===== RECORDS SUPPLIED =====

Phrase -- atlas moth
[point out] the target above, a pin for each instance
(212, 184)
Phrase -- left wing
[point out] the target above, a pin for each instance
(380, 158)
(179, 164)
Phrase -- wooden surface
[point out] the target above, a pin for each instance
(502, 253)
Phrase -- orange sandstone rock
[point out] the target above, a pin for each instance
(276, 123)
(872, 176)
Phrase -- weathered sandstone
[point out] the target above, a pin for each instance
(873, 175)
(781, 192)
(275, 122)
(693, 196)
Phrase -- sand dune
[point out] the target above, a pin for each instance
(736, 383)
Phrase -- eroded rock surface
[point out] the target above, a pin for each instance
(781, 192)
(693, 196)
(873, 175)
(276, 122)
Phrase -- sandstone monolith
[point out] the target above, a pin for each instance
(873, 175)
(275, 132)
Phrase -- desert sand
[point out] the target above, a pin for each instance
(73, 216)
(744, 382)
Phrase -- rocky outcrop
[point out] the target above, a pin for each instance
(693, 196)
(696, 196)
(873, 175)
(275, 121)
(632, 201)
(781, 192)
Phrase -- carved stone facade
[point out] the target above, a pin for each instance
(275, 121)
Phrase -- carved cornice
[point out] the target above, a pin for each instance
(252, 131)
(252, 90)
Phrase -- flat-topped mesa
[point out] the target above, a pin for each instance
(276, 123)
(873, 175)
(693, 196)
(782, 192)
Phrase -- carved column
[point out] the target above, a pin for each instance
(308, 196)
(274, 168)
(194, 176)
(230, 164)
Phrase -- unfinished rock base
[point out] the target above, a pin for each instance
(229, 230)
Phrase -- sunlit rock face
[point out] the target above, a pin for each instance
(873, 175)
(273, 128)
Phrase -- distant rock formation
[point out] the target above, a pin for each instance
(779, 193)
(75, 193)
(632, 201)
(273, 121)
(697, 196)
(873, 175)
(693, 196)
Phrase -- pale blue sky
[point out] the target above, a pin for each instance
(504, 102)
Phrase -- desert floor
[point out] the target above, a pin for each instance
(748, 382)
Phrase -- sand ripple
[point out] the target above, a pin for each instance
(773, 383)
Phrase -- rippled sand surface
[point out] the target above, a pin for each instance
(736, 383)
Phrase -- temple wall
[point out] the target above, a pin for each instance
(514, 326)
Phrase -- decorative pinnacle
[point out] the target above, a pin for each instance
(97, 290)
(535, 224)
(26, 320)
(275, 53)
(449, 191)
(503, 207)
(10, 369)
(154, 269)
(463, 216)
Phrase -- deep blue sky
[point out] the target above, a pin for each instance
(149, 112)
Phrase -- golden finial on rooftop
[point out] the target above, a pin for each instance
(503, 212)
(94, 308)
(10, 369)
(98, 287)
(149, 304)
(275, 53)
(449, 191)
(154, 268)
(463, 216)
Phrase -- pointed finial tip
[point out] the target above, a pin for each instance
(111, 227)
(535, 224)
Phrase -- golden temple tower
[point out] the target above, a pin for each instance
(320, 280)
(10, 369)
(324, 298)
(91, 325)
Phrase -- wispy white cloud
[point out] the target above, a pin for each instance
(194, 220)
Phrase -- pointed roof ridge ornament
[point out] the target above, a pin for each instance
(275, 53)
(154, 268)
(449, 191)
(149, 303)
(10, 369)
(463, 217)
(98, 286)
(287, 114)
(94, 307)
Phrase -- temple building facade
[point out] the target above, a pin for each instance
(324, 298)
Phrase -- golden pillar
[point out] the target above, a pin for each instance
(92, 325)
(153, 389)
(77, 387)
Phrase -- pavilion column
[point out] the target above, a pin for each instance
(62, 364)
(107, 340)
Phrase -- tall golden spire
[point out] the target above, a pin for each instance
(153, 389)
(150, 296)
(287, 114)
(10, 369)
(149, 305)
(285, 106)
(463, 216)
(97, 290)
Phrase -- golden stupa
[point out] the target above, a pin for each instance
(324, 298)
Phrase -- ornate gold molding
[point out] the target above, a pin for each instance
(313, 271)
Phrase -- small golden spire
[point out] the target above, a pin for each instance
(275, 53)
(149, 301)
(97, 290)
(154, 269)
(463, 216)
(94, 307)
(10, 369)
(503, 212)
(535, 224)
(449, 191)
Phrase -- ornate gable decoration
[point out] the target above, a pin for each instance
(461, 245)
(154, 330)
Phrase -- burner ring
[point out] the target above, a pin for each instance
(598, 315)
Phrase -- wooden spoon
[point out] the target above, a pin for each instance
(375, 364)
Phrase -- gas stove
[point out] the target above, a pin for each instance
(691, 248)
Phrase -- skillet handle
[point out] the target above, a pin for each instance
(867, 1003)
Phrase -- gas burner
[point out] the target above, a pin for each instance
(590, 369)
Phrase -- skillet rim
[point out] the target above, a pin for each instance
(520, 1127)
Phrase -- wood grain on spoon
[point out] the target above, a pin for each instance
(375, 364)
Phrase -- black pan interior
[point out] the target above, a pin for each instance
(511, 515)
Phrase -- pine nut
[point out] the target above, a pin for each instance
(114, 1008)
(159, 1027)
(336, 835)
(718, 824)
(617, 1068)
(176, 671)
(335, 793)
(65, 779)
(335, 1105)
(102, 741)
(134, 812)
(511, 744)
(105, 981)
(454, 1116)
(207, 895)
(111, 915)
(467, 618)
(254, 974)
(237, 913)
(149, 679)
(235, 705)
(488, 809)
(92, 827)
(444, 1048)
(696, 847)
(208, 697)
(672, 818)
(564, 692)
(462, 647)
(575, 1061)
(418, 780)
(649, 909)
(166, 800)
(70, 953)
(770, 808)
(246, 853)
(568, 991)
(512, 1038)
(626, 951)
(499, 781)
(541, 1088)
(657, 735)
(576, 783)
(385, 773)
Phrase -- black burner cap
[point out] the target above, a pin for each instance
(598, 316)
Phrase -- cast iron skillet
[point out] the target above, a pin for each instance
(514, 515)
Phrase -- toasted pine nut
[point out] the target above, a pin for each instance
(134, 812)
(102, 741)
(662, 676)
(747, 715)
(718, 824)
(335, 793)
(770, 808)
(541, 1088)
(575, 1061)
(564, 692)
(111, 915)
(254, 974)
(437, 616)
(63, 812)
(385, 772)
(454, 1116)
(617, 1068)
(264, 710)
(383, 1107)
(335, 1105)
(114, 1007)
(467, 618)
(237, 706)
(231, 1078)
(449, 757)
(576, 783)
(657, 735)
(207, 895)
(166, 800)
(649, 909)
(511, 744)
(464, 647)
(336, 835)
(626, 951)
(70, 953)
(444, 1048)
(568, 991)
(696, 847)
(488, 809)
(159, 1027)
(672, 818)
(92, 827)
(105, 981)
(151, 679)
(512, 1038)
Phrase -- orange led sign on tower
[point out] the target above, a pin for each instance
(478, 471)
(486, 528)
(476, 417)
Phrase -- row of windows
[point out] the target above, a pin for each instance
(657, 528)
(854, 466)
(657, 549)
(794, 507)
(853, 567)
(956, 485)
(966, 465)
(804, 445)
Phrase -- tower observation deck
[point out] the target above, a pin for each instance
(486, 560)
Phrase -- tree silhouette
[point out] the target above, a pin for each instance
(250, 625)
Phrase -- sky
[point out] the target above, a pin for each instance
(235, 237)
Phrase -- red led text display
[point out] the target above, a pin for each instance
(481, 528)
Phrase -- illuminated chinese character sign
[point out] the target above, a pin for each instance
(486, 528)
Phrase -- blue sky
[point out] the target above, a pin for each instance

=====

TASK TO COMPLETE:
Retype exactly the lines from the one containing "Phrase -- black burner cap" through the last line of the records above, including both.

REPLY:
Phrase -- black burner cap
[point out] the target above, a pin for each instance
(598, 316)
Phrase -- cast iron skillet
[point out] the target above, a pin for each instance
(514, 515)
Phrase -- toasted pine nut
[point out] the target above, a pin for each instance
(134, 812)
(102, 741)
(662, 676)
(747, 715)
(718, 824)
(335, 793)
(770, 808)
(541, 1088)
(575, 1061)
(564, 692)
(111, 915)
(254, 974)
(437, 616)
(63, 812)
(385, 772)
(454, 1116)
(617, 1068)
(264, 710)
(383, 1107)
(335, 1105)
(114, 1007)
(467, 618)
(237, 706)
(231, 1078)
(449, 757)
(576, 783)
(657, 735)
(207, 895)
(166, 800)
(649, 909)
(511, 744)
(464, 647)
(336, 835)
(626, 951)
(70, 953)
(444, 1048)
(568, 991)
(696, 847)
(488, 809)
(159, 1027)
(672, 818)
(92, 827)
(105, 981)
(151, 679)
(512, 1038)
Phrase -- orange led sign on tower
[point out] the target above, a pin for each instance
(478, 471)
(486, 528)
(476, 417)
Phrase -- row of windows
[point out] the target above, a pin for each instance
(657, 528)
(854, 466)
(657, 549)
(794, 507)
(853, 567)
(956, 485)
(966, 465)
(804, 445)
Phrase -- tower observation deck
[point out] the target above, a pin for each instance
(486, 560)
Phrase -- tree silhouette
[point out] the target above, a pin for each instance
(250, 625)
Phrase -- sky
[point out] the target above, a pin for each instance
(235, 237)
Phrase -- red led text display
[point out] the target above, a pin for each instance
(481, 528)
Phrase -- illuminated chinese character sign
[point out] the target above, a pin for each instance
(486, 528)
Phrase -- blue sky
[point out] the target above, a pin for each instance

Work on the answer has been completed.